RA a déjà été enregistré à l’hiver 2011-12 lorsque Jochen Arbeit et moi organisions ensemble la série de concerts d’improvisation mensuelle ATK (Aufladetechnische Konferenz) à la Kantine Berghain de Berlin. Nous avons invité des musiciens et des interprètes à faire des collaborations spontanées et c’est ainsi que les choses se sont passées. Il y a aussi Lucio Capece qui joue de la clarinette basse et Julia Kent au violoncelle sur l’album. Il s’agit donc essentiellement du premier projet que nous avons fait ensemble avant l’album ASS que nous avons réalisé en trio avec Günter Schickert, ce dernier a pourtant été publié plus tôt.
Vous avez souvent cité vos influences par le passé, mais j’aimerais bien savoir s’il y a quelque chose qui vous motive au quotidien et qui pourrait nous surprendre. Par exemple, des artistes (musicaux ou non), des films ou des styles de musique dont nous ne pourrions jamais imaginer la relation avec ce que vous faites?

» Énoncé de la tâche
Reproduisez mot pour mot le passage de l'entretien sur l'album RA qui commence par « RA a déjà été » et se termine par « publié plus tôt. ».

» Données affichées

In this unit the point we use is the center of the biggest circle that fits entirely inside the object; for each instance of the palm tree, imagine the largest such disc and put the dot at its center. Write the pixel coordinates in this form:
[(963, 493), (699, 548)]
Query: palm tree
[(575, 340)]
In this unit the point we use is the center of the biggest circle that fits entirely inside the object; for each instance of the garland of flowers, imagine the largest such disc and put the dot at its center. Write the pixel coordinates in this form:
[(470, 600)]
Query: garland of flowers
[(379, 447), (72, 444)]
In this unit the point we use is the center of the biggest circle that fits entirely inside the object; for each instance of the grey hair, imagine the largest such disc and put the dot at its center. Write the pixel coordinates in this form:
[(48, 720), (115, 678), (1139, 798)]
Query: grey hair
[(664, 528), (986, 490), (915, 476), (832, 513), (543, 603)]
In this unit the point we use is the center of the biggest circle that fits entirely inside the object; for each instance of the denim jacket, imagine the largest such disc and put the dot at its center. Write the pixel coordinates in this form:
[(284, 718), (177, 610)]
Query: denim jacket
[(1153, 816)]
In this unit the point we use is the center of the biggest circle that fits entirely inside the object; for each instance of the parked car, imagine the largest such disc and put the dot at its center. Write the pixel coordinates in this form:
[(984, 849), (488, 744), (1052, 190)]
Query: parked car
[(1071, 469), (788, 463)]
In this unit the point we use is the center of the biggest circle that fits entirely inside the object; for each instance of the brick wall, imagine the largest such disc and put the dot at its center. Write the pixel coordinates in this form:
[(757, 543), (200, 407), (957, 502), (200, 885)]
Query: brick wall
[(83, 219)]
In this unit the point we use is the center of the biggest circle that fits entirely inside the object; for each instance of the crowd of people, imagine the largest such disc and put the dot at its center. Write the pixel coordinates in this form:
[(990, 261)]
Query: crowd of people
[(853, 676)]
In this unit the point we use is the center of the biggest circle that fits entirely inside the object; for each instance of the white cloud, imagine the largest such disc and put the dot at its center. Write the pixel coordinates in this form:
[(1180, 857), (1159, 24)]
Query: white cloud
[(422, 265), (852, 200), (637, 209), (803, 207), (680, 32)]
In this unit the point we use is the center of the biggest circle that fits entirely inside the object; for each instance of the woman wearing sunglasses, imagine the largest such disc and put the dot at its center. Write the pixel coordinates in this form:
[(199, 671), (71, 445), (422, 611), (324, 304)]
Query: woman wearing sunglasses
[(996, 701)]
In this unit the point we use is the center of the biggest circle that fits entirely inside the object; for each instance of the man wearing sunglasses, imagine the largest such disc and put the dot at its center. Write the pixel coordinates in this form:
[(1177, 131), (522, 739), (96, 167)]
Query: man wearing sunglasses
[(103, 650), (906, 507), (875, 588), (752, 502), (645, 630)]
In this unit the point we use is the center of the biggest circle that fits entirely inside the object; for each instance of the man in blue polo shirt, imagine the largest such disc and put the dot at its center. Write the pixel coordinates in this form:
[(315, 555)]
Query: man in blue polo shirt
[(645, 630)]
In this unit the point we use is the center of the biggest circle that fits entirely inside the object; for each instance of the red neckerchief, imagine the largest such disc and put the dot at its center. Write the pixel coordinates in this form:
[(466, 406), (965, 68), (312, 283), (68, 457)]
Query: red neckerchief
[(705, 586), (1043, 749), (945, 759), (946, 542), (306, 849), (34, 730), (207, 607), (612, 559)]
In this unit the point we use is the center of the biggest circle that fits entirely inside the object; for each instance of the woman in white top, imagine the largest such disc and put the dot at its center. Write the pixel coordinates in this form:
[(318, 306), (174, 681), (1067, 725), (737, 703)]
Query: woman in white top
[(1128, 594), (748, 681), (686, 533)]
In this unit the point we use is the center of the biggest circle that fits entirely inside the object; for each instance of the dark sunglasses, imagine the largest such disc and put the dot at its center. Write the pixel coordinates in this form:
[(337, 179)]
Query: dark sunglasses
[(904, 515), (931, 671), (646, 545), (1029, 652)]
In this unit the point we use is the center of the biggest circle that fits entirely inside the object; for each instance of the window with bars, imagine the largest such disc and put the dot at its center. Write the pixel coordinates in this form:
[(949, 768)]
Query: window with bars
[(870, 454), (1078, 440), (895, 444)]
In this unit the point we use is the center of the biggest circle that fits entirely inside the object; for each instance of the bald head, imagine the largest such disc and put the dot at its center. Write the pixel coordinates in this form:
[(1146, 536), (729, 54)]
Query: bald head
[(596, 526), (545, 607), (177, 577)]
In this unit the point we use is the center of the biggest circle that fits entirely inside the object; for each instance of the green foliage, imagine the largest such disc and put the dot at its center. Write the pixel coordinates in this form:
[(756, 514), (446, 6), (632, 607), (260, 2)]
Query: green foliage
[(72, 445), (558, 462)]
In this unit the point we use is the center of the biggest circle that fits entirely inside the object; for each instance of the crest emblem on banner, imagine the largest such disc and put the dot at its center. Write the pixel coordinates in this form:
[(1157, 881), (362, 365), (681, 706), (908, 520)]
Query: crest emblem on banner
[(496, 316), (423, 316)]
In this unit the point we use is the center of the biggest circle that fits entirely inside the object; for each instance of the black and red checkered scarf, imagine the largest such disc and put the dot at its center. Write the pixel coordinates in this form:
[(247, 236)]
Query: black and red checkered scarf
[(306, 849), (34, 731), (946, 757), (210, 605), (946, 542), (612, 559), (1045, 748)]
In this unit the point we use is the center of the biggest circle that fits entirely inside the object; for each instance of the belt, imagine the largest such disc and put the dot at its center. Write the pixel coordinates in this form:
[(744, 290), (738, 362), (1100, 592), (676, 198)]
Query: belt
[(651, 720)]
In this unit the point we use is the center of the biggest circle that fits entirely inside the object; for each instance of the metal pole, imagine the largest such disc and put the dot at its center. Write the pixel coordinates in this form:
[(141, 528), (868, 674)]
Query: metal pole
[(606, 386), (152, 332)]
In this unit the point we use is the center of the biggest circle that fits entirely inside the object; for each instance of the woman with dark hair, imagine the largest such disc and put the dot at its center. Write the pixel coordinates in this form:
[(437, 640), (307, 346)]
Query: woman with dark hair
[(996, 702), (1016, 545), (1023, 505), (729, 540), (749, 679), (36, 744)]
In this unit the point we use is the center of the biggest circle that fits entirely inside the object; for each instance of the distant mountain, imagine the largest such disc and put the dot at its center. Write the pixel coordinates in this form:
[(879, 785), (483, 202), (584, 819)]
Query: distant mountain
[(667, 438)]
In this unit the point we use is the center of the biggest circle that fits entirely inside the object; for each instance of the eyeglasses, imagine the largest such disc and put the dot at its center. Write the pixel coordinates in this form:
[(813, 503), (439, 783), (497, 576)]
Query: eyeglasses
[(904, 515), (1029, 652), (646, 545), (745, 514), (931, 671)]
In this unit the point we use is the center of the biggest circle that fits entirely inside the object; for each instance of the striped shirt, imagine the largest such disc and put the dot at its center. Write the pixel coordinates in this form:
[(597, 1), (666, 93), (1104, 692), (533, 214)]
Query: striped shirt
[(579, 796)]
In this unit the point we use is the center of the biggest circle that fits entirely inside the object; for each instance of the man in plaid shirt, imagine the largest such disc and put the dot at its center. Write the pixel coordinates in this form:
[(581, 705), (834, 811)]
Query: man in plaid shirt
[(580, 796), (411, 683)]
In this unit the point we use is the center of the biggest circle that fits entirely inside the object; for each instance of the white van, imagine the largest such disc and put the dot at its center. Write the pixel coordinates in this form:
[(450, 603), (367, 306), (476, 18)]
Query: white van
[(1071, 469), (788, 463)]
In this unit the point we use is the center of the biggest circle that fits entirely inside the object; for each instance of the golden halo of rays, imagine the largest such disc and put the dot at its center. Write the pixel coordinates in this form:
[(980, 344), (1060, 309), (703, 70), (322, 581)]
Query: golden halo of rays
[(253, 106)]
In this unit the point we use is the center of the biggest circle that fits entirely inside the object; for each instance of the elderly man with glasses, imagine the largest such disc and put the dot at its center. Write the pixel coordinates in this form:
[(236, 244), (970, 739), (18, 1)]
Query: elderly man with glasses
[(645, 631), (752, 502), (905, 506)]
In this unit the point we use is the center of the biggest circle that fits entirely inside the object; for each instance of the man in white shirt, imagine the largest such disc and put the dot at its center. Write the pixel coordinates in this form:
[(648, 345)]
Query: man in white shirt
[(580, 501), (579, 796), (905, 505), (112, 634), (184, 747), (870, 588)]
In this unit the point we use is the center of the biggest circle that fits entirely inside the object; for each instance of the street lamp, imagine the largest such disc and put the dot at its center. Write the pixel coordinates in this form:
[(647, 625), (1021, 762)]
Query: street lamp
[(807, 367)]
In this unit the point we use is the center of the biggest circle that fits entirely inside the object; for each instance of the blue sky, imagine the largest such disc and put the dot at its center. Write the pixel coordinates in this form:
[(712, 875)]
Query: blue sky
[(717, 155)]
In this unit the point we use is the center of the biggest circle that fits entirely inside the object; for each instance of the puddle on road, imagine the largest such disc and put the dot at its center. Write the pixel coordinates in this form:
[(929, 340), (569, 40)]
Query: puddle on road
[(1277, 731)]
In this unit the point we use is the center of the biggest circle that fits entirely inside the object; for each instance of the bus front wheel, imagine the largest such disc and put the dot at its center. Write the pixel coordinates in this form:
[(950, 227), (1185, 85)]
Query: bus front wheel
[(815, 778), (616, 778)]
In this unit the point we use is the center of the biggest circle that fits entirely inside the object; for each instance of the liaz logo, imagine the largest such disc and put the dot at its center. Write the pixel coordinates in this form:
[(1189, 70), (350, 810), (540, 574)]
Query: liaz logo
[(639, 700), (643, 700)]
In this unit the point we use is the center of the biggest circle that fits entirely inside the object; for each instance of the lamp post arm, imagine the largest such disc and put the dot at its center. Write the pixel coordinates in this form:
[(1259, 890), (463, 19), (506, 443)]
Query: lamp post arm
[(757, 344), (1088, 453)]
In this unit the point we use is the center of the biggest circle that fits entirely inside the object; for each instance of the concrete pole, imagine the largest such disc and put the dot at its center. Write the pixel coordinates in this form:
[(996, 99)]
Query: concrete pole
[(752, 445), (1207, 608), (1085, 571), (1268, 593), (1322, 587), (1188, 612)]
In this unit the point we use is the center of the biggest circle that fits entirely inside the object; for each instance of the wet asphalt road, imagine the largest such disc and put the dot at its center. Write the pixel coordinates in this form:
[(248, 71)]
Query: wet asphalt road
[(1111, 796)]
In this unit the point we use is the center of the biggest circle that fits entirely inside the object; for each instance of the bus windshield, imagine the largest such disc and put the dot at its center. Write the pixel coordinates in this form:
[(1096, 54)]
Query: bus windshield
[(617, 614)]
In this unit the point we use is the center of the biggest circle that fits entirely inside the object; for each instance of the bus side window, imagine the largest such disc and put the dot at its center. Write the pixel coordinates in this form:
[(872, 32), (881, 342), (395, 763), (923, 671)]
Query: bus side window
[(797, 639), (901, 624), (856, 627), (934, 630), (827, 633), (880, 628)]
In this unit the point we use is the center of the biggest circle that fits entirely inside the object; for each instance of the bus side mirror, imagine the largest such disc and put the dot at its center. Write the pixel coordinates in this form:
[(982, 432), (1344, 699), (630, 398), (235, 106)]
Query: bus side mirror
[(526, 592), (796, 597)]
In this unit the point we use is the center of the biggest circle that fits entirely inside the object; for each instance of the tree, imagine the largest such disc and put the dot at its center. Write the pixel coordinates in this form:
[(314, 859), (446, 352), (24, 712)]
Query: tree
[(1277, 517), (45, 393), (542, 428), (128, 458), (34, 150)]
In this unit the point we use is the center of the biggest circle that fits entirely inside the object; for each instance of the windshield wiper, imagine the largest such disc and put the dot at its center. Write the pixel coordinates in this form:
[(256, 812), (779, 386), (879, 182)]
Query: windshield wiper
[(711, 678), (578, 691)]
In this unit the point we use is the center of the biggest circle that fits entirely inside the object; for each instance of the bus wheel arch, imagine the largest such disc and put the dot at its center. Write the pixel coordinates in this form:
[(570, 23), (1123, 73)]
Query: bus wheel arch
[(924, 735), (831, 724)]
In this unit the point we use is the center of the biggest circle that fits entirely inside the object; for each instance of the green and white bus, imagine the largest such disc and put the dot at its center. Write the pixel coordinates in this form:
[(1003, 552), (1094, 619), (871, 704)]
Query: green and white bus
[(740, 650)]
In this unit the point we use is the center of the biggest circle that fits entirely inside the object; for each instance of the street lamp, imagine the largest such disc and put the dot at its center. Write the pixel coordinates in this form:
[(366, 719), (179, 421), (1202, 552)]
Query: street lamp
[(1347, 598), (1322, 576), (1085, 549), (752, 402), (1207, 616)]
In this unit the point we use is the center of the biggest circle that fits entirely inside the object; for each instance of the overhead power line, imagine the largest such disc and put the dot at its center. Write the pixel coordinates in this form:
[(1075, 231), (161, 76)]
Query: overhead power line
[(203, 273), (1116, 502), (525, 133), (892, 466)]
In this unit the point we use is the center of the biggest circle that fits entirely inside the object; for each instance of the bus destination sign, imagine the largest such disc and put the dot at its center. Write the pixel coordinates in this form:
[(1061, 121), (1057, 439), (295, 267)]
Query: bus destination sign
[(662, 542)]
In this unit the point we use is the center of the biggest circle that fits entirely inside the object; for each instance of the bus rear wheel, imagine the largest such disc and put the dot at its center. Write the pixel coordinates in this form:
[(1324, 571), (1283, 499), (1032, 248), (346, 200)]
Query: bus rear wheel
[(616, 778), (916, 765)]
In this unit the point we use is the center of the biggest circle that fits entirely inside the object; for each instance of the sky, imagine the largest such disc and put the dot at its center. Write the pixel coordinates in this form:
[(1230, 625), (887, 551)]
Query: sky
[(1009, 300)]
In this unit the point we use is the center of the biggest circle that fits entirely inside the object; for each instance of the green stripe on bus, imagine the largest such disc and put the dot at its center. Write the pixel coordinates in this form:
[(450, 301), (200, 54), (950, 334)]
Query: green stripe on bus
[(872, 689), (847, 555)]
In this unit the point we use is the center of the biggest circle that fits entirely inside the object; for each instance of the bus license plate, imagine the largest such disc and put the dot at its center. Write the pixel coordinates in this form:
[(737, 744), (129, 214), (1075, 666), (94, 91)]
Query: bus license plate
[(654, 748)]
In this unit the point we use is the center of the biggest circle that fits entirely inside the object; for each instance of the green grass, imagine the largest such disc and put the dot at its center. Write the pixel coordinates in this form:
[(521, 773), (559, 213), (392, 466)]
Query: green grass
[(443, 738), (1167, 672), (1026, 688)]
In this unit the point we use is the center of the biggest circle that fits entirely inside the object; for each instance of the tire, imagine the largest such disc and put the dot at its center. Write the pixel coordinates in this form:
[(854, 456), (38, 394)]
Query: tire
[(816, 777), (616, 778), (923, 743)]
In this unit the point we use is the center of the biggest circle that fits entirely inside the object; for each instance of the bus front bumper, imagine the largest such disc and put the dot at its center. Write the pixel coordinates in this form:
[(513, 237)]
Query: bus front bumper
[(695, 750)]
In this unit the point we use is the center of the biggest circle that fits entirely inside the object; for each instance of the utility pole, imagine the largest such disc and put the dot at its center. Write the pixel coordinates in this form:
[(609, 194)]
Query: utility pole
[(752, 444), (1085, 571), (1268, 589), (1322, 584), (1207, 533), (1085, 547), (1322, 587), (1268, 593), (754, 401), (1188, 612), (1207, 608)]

» Réponse à la tâche
RA a déjà été enregistré à l’hiver 2011-12 lorsque Jochen Arbeit et moi organisions ensemble la série de concerts d’improvisation mensuelle ATK (Aufladetechnische Konferenz) à la Kantine Berghain de Berlin. Nous avons invité des musiciens et des interprètes à faire des collaborations spontanées et c’est ainsi que les choses se sont passées. Il y a aussi Lucio Capece qui joue de la clarinette basse et Julia Kent au violoncelle sur l’album. Il s’agit donc essentiellement du premier projet que nous avons fait ensemble avant l’album ASS que nous avons réalisé en trio avec Günter Schickert, ce dernier a pourtant été publié plus tôt.